● Dataset rows
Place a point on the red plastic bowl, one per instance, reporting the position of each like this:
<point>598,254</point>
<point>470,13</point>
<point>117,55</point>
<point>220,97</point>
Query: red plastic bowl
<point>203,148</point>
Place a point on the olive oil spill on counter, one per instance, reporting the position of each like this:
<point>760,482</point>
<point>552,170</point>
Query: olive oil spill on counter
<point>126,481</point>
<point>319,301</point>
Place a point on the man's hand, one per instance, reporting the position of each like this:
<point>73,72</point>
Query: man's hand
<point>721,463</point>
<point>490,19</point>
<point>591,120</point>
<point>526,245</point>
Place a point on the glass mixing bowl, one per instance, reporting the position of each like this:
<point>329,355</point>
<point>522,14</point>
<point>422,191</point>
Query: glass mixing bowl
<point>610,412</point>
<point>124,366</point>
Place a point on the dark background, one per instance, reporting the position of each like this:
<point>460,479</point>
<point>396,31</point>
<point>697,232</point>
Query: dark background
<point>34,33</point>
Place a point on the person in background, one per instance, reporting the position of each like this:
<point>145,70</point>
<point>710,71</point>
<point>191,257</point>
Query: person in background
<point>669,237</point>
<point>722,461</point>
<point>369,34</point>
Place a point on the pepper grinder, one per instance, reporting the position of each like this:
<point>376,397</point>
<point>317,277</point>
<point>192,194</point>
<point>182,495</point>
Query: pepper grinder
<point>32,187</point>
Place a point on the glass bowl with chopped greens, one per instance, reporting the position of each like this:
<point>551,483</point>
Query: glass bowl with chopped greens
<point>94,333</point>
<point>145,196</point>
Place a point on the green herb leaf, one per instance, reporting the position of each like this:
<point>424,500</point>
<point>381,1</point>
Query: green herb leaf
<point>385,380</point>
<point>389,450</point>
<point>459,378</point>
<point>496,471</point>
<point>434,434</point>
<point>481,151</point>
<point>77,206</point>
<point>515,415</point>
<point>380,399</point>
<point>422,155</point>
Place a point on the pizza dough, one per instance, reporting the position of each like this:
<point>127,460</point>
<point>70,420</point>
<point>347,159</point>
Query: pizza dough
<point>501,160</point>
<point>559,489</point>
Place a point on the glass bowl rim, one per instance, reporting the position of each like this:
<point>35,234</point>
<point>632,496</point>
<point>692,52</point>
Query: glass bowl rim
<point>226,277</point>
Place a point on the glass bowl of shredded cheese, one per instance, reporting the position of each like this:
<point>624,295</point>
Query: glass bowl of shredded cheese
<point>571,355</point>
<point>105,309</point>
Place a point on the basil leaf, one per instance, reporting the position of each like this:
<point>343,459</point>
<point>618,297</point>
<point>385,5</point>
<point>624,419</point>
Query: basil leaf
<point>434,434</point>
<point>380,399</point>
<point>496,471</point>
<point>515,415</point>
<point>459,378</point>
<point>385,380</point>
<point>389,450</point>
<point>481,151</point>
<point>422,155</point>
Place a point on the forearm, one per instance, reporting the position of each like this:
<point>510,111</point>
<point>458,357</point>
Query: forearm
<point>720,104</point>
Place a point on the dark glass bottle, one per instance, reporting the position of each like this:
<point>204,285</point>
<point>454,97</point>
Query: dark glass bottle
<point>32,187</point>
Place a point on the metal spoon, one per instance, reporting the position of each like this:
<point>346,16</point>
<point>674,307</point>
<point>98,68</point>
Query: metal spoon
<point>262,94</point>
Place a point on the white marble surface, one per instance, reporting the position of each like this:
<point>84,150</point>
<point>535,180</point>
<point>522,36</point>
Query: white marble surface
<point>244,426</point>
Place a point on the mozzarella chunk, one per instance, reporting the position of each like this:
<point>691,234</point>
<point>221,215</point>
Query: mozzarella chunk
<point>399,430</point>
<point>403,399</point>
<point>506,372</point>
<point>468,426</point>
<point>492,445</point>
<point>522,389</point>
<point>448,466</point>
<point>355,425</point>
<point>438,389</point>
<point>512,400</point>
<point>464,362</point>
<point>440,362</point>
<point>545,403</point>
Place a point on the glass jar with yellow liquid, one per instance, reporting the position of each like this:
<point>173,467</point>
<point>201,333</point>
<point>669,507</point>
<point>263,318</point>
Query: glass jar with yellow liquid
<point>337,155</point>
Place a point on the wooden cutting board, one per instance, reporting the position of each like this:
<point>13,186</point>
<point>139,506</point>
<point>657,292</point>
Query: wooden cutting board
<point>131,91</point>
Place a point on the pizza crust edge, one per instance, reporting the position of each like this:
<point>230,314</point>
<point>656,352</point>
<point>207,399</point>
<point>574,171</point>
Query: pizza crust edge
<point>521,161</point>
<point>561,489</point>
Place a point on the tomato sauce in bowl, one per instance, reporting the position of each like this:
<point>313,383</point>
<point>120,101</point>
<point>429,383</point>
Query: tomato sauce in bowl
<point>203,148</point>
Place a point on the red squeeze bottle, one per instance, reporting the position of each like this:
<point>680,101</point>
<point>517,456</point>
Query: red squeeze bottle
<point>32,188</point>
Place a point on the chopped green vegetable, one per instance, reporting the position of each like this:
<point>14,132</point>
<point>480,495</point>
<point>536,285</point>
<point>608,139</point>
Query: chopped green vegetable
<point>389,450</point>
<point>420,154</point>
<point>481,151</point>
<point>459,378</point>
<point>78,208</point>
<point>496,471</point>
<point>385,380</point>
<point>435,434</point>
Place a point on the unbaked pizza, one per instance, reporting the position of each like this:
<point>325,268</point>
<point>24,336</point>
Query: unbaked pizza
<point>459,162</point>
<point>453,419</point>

● Goal of the exercise
Rewrite the records from the beginning up to and including the line with "<point>34,33</point>", changing "olive oil spill" to "olive oil puddle" and keeping everything else the same.

● Solution for this exercise
Place a point on the red plastic bowl, one per instance, reporting the position of each like this:
<point>598,254</point>
<point>470,13</point>
<point>117,55</point>
<point>220,97</point>
Query: red plastic bowl
<point>203,148</point>
Place a point on the olive oil puddle on counter, one per instance, reporting the position of each like this:
<point>760,482</point>
<point>552,170</point>
Query: olive oil puddle on counter
<point>126,481</point>
<point>319,301</point>
Place a point on the man's hand, one per instance, reporting the position of each like this:
<point>73,72</point>
Query: man's hand
<point>721,463</point>
<point>490,19</point>
<point>591,120</point>
<point>526,245</point>
Place a point on the glass mixing bowl, one per instance, reporting the position of each like this:
<point>329,355</point>
<point>522,14</point>
<point>422,191</point>
Query: glass mixing bowl
<point>610,412</point>
<point>124,366</point>
Place a point on the dark background, one per instance, reporting the position of each like this:
<point>460,479</point>
<point>396,31</point>
<point>697,232</point>
Query: dark background
<point>34,33</point>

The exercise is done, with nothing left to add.